Data listing
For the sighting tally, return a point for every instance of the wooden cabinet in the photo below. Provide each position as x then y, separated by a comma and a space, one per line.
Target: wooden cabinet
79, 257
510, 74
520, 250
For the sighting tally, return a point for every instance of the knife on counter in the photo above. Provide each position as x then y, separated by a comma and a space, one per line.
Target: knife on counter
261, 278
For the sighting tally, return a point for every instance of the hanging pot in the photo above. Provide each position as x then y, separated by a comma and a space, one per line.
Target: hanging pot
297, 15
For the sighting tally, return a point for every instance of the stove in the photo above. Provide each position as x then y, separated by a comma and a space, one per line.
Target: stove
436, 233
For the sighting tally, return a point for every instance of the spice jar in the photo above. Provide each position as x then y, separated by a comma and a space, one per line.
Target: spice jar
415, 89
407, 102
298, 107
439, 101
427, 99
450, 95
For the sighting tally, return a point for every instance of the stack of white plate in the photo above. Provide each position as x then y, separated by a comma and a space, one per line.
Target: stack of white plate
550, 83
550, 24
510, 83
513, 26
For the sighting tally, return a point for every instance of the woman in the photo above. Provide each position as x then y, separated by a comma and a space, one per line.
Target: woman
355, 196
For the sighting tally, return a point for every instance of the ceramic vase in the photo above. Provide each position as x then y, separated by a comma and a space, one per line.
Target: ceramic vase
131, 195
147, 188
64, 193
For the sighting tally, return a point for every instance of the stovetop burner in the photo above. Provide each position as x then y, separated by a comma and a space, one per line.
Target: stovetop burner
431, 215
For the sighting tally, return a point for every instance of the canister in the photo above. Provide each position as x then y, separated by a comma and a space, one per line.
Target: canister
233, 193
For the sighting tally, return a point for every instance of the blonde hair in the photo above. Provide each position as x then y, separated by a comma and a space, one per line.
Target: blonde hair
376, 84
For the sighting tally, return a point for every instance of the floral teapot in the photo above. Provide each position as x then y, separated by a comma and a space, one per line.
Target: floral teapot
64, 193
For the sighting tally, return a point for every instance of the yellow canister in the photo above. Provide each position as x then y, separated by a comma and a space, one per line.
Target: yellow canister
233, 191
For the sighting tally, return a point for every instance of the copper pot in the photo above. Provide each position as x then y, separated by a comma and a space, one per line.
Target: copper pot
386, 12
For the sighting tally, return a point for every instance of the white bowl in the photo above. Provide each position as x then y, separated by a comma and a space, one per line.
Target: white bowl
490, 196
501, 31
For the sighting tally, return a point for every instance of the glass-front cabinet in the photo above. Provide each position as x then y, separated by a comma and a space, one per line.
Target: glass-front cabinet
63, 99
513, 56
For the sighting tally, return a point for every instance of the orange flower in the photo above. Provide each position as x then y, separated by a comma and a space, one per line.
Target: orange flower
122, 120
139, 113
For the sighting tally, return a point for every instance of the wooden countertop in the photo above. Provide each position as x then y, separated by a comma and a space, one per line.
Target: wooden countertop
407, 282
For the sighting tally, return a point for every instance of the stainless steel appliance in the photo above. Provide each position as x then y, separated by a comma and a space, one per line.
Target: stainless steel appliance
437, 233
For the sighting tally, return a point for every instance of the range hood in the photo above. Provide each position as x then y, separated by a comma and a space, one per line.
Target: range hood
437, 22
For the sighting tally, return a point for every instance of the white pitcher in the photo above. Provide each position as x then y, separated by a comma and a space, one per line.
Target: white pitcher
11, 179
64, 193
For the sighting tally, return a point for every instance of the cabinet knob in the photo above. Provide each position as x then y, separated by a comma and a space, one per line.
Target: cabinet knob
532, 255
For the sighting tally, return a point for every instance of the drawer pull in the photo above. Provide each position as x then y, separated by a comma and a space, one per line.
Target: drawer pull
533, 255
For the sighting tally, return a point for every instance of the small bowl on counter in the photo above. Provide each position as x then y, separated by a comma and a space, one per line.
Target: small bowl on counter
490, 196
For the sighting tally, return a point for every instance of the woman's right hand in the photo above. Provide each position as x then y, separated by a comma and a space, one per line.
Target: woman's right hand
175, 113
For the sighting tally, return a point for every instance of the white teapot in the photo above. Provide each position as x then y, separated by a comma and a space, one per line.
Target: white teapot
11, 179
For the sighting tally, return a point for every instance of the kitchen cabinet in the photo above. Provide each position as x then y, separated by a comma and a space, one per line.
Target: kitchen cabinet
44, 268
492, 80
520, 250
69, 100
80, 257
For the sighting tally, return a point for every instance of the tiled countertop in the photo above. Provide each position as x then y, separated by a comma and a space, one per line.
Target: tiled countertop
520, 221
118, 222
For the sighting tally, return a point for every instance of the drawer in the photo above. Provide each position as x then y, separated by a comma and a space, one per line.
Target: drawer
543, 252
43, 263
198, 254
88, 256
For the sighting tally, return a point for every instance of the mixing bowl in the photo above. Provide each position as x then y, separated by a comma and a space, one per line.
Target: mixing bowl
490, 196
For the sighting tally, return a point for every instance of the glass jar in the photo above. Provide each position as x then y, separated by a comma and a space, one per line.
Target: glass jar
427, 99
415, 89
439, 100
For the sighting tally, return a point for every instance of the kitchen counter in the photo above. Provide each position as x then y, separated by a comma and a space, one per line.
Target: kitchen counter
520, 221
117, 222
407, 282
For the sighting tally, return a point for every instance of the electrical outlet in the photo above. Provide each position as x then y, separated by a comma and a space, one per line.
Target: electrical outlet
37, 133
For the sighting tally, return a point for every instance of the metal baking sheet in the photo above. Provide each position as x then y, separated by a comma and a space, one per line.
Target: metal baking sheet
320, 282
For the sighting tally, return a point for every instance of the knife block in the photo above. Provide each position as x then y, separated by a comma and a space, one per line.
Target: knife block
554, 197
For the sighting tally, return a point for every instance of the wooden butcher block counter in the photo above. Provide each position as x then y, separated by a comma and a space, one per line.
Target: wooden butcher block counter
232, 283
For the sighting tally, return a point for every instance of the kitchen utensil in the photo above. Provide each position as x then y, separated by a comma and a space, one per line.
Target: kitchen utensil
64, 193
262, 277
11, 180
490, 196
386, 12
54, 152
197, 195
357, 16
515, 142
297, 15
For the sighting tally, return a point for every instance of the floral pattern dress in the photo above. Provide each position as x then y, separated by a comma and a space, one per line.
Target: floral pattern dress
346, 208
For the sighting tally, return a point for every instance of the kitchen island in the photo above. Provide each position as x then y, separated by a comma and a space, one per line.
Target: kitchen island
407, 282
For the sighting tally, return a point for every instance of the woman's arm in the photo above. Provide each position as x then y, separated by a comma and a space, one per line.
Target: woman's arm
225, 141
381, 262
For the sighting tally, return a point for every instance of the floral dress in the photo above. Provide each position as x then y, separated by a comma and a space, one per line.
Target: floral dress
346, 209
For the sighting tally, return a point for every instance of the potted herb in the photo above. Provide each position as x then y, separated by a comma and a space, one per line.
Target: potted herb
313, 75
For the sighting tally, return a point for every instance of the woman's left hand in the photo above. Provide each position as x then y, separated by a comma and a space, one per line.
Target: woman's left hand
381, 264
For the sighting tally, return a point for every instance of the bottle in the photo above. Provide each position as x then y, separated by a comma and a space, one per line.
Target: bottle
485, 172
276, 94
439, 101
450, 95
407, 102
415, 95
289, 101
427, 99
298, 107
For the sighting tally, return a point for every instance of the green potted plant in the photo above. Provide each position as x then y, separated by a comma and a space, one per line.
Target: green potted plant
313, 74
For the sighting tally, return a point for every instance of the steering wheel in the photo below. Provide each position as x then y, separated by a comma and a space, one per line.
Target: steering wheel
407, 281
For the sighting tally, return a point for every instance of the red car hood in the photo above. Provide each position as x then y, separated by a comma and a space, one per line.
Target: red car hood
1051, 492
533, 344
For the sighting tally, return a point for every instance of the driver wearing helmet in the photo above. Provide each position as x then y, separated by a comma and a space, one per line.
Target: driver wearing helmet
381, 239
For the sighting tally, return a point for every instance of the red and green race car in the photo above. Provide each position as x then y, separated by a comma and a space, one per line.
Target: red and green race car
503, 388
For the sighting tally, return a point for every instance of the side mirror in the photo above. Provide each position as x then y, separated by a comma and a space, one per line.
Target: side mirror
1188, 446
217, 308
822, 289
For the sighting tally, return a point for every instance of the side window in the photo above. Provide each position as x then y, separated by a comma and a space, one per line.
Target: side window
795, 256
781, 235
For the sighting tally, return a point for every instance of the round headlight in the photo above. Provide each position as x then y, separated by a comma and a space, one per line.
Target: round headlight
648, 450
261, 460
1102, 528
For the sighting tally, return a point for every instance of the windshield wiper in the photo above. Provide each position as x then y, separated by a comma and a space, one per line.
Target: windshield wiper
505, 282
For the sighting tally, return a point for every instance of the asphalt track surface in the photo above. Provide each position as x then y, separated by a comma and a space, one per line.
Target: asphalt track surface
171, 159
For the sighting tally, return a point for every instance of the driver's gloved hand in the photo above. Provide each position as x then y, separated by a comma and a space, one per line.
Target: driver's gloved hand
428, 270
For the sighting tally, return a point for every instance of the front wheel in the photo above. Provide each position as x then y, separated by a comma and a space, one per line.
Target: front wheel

Set problem
Rewrite the listing as a numbered list, starting at the line that contains "of the front" and ending after its final line, with any blank lines omitted.

The solution
1. For the sighting tally, return a point for every instance of the front wheel in the photo above. Provide each position as x then y, separated by a comma and a space, one per line.
2. Target: front wheel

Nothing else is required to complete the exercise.